文書の抜粋:
+ + +
アーセン・ヴェンゲル「ゲイムをよりスペクタキュラーにしたい」

FIFAのYouTubeチャンネル「FIFA TV」2021年3月にアップされた、Living Football | FIFA Football Magazine Show | Episode 4より。拙訳にて失礼。

フットボールをもっと楽しいものにするために

(アーセン、過去を振り返る前に未来について語りましょう。わたしたちのゲイムの最も美しい部分である「ゴール」がもっと増えるかもしれないのですから……)

ヴェンゲル:ゴールが増えること。それはつまりわれわれが、ゲイム(試合)をもっと派手に、もっと速く、もっと観ていて楽しいものになるようにしたいということ。そして選手も同様。

わたしの周囲には、このゲイムをより魅力的にできるか考えているひとたちがいる。(フットボールは)いま世界でもっとも人気のあるスポートだが、そこにはトリックがあるとも思っていて、進化を拒んだり、立ち止まっているだけでは悪くなってしまうかもしれないのだ。

(具体的には? 新しいアイディアをお持ちですよね?……)

わたしには新しいアイディアもあるし、たくさんのアイディアズもある。もちろん、それらを実験するためには精査されねばならず、そこから結論を得ていく。

そのうちのひとつは、オフサイドルールを少しばかり変えるために、オフサイドルールを使うこと。

オフサイドルールの変更

(あなたはIFABの年次MTGでそのアイディアを開陳しましたが、もともとそのアイディアはどこから来たのでしょう?……)

基本はVARの利用が開始されたことだね。なぜならオフサイドのルールは、不確定な場合に使われるものであり、レフェリーはストライカーに対して大目に見たり(benefit of a doubt)していた。そしてVARでは、そういったことがなくなってしまった。

なぜならVARはその正確性から、つねにストライカーには少しだけ不利になる。なぜならゴールの前にはほんのちょっとだけ前に出たりするから。いまやVARのおかげでそれが許されることもなくなった。悪いね、キミの身体のほんの一部分が前に出ていた、だからゴールは許可できないよと。
+ + +
作業指示 A: ヴェンゲルのインタビューの抜粋のうち、「わたしには新しいアイディアも」から「らゴールは許可できないよと。」までを、両端の語句も含めてそのまま書き写すこと。
この抜粋とエントリーのあいだには何の関連もない。
+ + +
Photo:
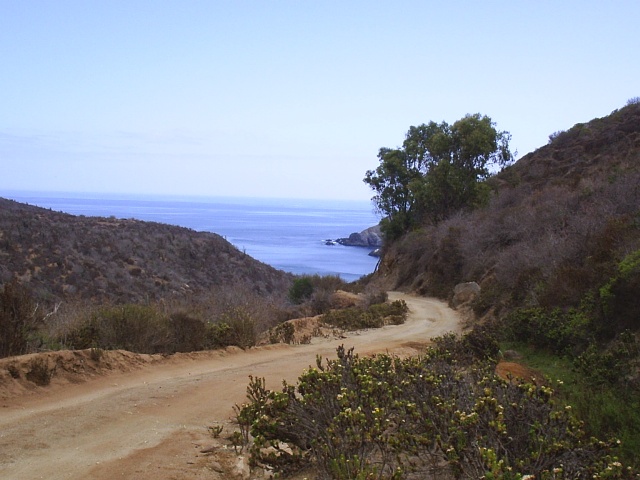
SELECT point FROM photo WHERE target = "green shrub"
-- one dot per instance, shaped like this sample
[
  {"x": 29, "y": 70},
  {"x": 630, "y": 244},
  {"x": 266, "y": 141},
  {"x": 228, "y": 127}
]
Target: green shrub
[
  {"x": 285, "y": 333},
  {"x": 375, "y": 316},
  {"x": 424, "y": 416},
  {"x": 241, "y": 327}
]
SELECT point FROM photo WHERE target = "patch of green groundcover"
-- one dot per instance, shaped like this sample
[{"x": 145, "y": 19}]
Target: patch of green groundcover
[{"x": 607, "y": 411}]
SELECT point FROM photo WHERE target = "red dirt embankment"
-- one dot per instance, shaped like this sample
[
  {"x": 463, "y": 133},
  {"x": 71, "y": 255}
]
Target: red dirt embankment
[{"x": 145, "y": 417}]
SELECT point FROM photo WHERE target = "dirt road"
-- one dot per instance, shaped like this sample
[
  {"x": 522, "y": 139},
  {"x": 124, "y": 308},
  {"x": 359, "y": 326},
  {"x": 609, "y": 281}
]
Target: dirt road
[{"x": 151, "y": 423}]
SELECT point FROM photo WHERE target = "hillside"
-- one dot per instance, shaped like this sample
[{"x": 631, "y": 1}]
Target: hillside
[
  {"x": 560, "y": 221},
  {"x": 57, "y": 255}
]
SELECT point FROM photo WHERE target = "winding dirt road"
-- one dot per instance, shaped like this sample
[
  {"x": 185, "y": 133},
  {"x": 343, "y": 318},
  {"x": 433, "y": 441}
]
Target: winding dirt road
[{"x": 151, "y": 423}]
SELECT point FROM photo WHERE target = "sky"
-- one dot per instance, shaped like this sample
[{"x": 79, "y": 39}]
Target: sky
[{"x": 287, "y": 99}]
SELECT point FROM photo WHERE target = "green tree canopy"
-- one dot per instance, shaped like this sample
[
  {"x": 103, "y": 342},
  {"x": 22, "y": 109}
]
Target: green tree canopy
[{"x": 439, "y": 170}]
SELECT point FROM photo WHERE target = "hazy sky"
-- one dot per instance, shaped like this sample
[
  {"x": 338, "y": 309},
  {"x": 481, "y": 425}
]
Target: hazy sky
[{"x": 287, "y": 98}]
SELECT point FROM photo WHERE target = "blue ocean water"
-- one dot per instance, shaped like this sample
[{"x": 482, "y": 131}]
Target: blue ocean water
[{"x": 287, "y": 234}]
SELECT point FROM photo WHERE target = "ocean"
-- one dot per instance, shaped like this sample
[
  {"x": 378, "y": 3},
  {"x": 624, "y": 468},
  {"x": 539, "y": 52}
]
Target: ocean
[{"x": 287, "y": 234}]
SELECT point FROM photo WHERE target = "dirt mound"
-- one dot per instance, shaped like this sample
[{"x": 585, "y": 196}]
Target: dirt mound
[{"x": 27, "y": 374}]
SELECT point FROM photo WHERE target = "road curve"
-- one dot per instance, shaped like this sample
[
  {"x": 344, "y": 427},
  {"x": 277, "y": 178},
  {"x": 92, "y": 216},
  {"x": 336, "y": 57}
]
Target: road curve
[{"x": 148, "y": 423}]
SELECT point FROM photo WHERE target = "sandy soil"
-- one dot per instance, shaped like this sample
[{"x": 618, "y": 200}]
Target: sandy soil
[{"x": 151, "y": 422}]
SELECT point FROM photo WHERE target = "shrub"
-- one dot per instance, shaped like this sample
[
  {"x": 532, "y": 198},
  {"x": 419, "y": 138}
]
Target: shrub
[
  {"x": 285, "y": 333},
  {"x": 19, "y": 319},
  {"x": 377, "y": 315},
  {"x": 301, "y": 290},
  {"x": 39, "y": 371},
  {"x": 391, "y": 417},
  {"x": 241, "y": 327},
  {"x": 188, "y": 334}
]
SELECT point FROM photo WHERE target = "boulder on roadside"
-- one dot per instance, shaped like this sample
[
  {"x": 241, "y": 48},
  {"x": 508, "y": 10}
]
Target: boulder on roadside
[{"x": 465, "y": 293}]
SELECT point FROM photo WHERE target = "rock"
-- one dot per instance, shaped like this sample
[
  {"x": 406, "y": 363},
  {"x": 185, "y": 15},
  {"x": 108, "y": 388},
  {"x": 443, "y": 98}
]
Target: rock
[
  {"x": 464, "y": 293},
  {"x": 371, "y": 238}
]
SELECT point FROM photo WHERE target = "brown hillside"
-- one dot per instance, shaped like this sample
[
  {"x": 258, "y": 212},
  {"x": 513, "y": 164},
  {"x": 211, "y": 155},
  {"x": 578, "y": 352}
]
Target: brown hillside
[
  {"x": 560, "y": 221},
  {"x": 59, "y": 255}
]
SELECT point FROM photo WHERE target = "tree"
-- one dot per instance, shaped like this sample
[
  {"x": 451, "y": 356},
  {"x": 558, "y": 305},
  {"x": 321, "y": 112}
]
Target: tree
[{"x": 440, "y": 169}]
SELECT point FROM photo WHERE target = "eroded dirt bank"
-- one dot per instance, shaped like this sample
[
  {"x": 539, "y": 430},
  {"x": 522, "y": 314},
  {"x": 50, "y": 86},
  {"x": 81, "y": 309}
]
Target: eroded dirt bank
[{"x": 150, "y": 423}]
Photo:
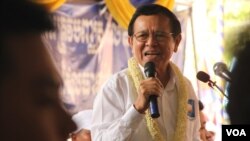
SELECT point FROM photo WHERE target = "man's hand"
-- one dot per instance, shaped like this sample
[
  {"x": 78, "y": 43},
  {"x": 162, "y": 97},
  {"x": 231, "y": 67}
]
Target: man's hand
[{"x": 150, "y": 86}]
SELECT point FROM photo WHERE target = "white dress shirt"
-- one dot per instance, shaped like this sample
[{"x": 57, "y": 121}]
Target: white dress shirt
[{"x": 115, "y": 119}]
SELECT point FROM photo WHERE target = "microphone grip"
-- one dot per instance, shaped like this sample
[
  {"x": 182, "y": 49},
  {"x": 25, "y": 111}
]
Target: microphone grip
[{"x": 153, "y": 106}]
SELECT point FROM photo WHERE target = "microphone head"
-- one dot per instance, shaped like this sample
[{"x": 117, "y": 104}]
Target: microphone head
[
  {"x": 219, "y": 68},
  {"x": 202, "y": 76},
  {"x": 149, "y": 69}
]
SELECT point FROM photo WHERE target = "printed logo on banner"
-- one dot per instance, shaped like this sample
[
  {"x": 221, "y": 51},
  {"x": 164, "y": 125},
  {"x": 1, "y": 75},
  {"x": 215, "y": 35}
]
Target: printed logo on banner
[{"x": 240, "y": 132}]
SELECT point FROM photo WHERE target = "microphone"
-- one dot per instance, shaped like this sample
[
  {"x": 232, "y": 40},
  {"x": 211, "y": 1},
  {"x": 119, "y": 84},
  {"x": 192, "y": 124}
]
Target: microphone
[
  {"x": 221, "y": 70},
  {"x": 149, "y": 70},
  {"x": 204, "y": 77}
]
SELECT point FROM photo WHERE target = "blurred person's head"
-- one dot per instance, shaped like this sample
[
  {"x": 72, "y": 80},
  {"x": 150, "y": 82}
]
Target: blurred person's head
[
  {"x": 238, "y": 107},
  {"x": 30, "y": 84},
  {"x": 83, "y": 123}
]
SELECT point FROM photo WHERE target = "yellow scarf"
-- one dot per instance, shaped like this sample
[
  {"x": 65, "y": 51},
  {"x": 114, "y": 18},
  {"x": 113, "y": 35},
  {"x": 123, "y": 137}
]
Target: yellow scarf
[{"x": 153, "y": 127}]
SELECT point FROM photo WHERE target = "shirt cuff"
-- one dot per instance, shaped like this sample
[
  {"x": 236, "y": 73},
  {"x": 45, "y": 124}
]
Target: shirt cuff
[{"x": 132, "y": 117}]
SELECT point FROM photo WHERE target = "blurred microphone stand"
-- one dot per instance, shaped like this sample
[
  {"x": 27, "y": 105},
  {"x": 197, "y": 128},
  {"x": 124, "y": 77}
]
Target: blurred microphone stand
[{"x": 213, "y": 84}]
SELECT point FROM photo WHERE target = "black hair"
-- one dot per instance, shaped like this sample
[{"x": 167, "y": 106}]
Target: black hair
[{"x": 153, "y": 9}]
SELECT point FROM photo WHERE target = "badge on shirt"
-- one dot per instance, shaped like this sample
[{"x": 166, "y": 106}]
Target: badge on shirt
[{"x": 191, "y": 109}]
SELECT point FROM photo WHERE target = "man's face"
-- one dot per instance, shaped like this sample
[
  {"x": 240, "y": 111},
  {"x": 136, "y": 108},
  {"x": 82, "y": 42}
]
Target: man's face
[
  {"x": 153, "y": 41},
  {"x": 30, "y": 93}
]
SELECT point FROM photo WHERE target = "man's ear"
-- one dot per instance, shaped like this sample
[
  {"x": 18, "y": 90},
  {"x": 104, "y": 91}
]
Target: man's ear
[{"x": 177, "y": 42}]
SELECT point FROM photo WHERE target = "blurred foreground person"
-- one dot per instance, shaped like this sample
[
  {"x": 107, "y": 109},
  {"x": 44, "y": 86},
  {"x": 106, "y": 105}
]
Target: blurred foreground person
[
  {"x": 238, "y": 107},
  {"x": 31, "y": 109}
]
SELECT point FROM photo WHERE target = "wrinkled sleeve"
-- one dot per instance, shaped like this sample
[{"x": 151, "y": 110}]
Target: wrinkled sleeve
[{"x": 114, "y": 117}]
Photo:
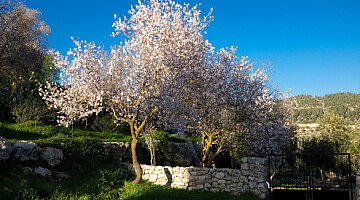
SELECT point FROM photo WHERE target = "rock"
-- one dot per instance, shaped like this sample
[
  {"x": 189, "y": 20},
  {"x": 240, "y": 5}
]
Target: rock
[
  {"x": 7, "y": 190},
  {"x": 180, "y": 154},
  {"x": 219, "y": 175},
  {"x": 119, "y": 150},
  {"x": 52, "y": 156},
  {"x": 5, "y": 149},
  {"x": 28, "y": 170},
  {"x": 61, "y": 175},
  {"x": 42, "y": 171},
  {"x": 25, "y": 151}
]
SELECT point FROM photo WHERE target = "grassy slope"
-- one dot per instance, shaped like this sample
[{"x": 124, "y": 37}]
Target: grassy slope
[{"x": 92, "y": 174}]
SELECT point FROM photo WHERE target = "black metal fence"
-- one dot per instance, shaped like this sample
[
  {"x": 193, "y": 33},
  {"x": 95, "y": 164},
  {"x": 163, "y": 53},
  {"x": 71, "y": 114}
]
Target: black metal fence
[{"x": 315, "y": 175}]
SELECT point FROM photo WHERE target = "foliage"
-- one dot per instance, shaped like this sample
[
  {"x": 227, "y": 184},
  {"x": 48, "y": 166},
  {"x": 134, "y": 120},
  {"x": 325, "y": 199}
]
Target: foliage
[
  {"x": 334, "y": 128},
  {"x": 107, "y": 184},
  {"x": 22, "y": 53},
  {"x": 104, "y": 123},
  {"x": 30, "y": 109},
  {"x": 166, "y": 74},
  {"x": 48, "y": 134},
  {"x": 153, "y": 138},
  {"x": 311, "y": 109}
]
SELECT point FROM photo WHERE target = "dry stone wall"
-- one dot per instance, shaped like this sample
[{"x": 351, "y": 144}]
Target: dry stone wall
[{"x": 250, "y": 178}]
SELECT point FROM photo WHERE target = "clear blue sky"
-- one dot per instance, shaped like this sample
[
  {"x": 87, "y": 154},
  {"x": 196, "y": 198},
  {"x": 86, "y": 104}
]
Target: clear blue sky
[{"x": 312, "y": 46}]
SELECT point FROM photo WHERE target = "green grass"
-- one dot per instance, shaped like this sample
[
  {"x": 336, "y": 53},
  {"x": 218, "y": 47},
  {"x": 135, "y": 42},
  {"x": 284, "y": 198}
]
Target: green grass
[
  {"x": 41, "y": 133},
  {"x": 92, "y": 174},
  {"x": 109, "y": 185}
]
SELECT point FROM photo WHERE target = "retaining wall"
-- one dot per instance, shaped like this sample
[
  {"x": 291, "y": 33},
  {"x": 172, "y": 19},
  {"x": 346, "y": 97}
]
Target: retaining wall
[{"x": 250, "y": 178}]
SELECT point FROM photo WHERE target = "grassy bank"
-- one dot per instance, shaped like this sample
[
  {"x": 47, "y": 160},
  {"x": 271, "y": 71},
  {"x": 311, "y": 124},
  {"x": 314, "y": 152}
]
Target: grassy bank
[{"x": 92, "y": 175}]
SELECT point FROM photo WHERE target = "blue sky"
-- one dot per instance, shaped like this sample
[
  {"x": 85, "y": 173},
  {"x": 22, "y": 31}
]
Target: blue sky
[{"x": 311, "y": 46}]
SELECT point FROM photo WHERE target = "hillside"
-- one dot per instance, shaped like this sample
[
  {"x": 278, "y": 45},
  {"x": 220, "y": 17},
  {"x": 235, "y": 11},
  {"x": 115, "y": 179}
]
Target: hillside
[{"x": 309, "y": 109}]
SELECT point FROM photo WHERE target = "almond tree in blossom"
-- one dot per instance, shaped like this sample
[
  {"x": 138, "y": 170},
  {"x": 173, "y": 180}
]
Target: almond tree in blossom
[{"x": 164, "y": 73}]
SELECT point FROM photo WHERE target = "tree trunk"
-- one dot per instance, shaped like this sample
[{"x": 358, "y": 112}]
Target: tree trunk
[{"x": 136, "y": 164}]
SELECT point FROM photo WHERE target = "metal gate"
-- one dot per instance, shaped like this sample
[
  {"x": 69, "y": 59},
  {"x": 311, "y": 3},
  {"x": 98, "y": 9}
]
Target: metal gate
[{"x": 312, "y": 176}]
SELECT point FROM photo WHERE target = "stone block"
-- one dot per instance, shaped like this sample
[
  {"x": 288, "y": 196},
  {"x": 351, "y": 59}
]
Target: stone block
[
  {"x": 25, "y": 151},
  {"x": 244, "y": 166}
]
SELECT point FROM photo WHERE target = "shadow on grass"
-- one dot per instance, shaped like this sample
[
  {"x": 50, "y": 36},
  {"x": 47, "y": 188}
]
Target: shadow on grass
[
  {"x": 13, "y": 134},
  {"x": 148, "y": 191}
]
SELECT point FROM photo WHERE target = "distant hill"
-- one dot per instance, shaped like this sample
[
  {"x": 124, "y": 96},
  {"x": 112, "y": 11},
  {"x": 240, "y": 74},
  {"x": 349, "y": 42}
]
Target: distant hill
[{"x": 309, "y": 109}]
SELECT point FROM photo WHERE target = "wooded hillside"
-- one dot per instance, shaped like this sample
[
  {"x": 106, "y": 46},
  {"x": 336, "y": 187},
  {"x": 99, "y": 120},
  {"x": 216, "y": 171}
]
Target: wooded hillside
[{"x": 310, "y": 109}]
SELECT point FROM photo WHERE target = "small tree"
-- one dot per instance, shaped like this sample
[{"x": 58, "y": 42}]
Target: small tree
[
  {"x": 22, "y": 52},
  {"x": 140, "y": 77}
]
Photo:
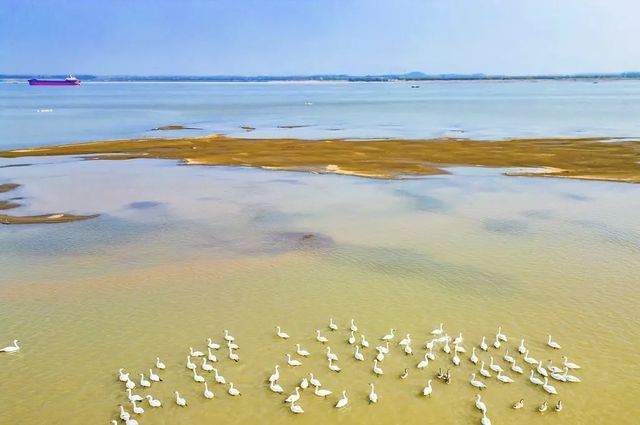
+ + +
作業指示 B: エントリーから文字列「logo」を含む行をすべて探し出し、書き出すこと。大文字と小文字は区別する。

正しい解答 A:
わたしには新しいアイディアもあるし、たくさんのアイディアズもある。もちろん、それらを実験するためには精査されねばならず、そこから結論を得ていく。

そのうちのひとつは、オフサイドルールを少しばかり変えるために、オフサイドルールを使うこと。

オフサイドルールの変更

(あなたはIFABの年次MTGでそのアイディアを開陳しましたが、もともとそのアイディアはどこから来たのでしょう?……)

基本はVARの利用が開始されたことだね。なぜならオフサイドのルールは、不確定な場合に使われるものであり、レフェリーはストライカーに対して大目に見たり(benefit of a doubt)していた。そしてVARでは、そういったことがなくなってしまった。

なぜならVARはその正確性から、つねにストライカーには少しだけ不利になる。なぜならゴールの前にはほんのちょっとだけ前に出たりするから。いまやVARのおかげでそれが許されることもなくなった。悪いね、キミの身体のほんの一部分が前に出ていた、だからゴールは許可できないよと。

正しい解答 B:
SELECT point FROM photo WHERE target = "printed logo on banner"
Target: printed logo on banner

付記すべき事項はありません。